◆ EXERCISE 1: List the offices in Changsha where, according to the Yang Yiwen biography, he worked successively starting in June 1990.
◆ EXERCISE 2: In the Yang Yiwen biography, in what year was Yang admitted to Changsha University?
◆ EXERCISE 3: Reproduce the passage of the Yang Yiwen biography between "Yang Yiwen (杨懿文;" and "National People's Congress.", inclusive.

** Start of SOURCE EXCERPT **

Communist Party Secretary of Changde
- In office April 2021 – November 2021
- Preceded by: Zhou Derui
- Succeeded by: Cao Zhiqiang [zh]

Mayor of Loudi
- In office April 2016 – April 2021
- Preceded by: Li Jianguo
- Succeeded by: Zeng Chaoqun

Personal details
- Born: July 1966 (age 59–60) Miluo County, Yueyang, China
- Party: Chinese Communist Party (1991–2022)
- Spouse: Li Xiangjiang
- Relations: Yang Wenli
- Alma mater: Changsha University Wuhan University

Chinese name
- Simplified Chinese: 杨懿文
- Traditional Chinese: 楊懿文

Standard Mandarin
- Hanyu Pinyin: Yáng Yìwén

= Yang Yiwen =

Chinese politician

Yang Yiwen (杨懿文; born July 1966) is a former Chinese politician who spent most of his career in his home-province Hunan. He was investigated by Chinese Communist Party's Central Commission for Discipline Inspection in November 2021. Previously he served as CCP committee secretary of Changde. He is a delegate to the 13th National People's Congress.

==Biography==
Yang was born in Miluo County, Yueyang, in July 1966. In 1984, he was admitted to Changsha University, where he met his wife Li Xiangjiang. After graduation in 1987, he became an officer in Changsha Public Security Bureau. Since June 1990, he successively worked in the General Office of CCP Changsha Municipal Committee, Changsha Investment Promotion Bureau, Changsha Foreign Trade Bureau, and Changsha Commerce Bureau. He joined the Chinese Communist Party (CCP) in June 1991. He became magistrate of Changsha County, a county under the jurisdiction of Changsha, in October 2007, and then party secretary, the top political position in the county, beginning in January 2009. In April 2016, he was named acting mayor of Loudi, replacing Li Jianguo. He was installed as mayor in the following month. In April 2021, he was transferred to Changde and rose to become party secretary, a position he held for only seven months.

** End of SOURCE EXCERPT **
** Start of RECORD LIST **

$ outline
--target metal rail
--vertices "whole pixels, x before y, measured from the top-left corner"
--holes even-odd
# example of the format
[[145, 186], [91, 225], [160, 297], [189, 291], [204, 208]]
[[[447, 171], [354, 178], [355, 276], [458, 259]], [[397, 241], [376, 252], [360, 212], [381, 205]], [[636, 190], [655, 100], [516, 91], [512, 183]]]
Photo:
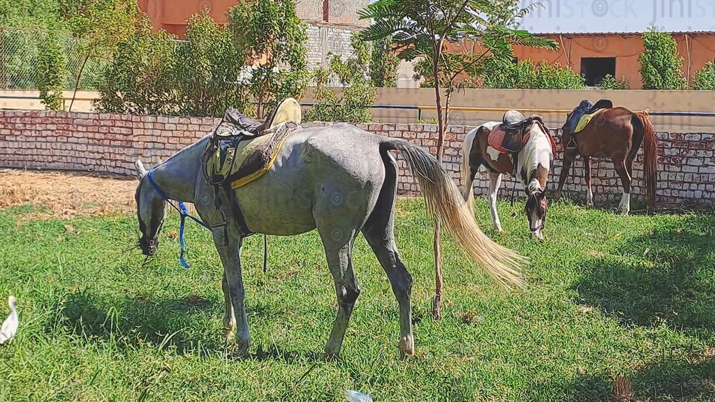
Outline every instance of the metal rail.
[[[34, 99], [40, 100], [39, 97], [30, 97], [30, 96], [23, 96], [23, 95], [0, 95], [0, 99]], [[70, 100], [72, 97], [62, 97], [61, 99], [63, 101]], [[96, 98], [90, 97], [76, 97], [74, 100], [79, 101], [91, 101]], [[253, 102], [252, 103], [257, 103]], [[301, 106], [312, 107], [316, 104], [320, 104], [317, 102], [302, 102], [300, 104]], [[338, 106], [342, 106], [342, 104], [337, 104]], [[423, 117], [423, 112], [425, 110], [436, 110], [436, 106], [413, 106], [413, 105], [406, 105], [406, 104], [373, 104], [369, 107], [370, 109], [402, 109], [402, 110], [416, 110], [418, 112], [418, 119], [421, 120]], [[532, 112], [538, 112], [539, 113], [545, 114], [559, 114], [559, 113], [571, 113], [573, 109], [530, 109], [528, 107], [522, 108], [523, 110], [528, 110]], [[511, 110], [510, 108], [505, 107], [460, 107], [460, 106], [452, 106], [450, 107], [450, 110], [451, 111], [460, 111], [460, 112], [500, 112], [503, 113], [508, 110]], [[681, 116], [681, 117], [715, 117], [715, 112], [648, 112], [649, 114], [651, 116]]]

** End of RECORD LIST **

◆ TASK RESPONSE 1:
General Office of CCP Changsha Municipal Committee
Changsha Investment Promotion Bureau
Changsha Foreign Trade Bureau
Changsha Commerce Bureau

◆ TASK RESPONSE 2: 1984

◆ TASK RESPONSE 3:
Yang Yiwen (杨懿文; born July 1966) is a former Chinese politician who spent most of his career in his home-province Hunan. He was investigated by Chinese Communist Party's Central Commission for Discipline Inspection in November 2021. Previously he served as CCP committee secretary of Changde. He is a delegate to the 13th National People's Congress.